REQUIREMENTS: Rewrite every line of the items below in full, shifting each x and y coordinate in the results by adding 53 to it.
== RECORDS SUPPLIED
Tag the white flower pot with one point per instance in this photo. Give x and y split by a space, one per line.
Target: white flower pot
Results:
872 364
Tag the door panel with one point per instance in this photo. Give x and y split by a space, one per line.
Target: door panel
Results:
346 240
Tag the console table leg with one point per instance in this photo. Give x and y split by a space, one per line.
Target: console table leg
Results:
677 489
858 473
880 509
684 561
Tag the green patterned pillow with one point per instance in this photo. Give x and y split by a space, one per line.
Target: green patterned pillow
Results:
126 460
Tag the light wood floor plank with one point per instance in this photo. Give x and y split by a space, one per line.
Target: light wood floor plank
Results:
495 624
====
RESPONSE TO THIS EXERCISE:
Tag the white flower pot with one point per instance in this photo. Give x and y split by a space, one per line.
Target: white flower pot
Results:
925 417
Tag the door panel with one point per instance in this photo. Give x and y split by a space, one per line.
Target: door panel
Results:
399 293
Tag the console table leg with one point per instance in this photo. Give x and y split by a space, one per line.
Target: console table leg
Results:
730 542
911 526
933 562
737 614
Tag the green patterned pillow with one point per instance in this photo. Give x and y split by a space, one per line.
Target: green patterned pillow
Results:
179 513
Tag the light wood floor plank with one point per instance in this photo. Give x and y split by a space, one per line.
Target: light wood floor plank
Results:
548 677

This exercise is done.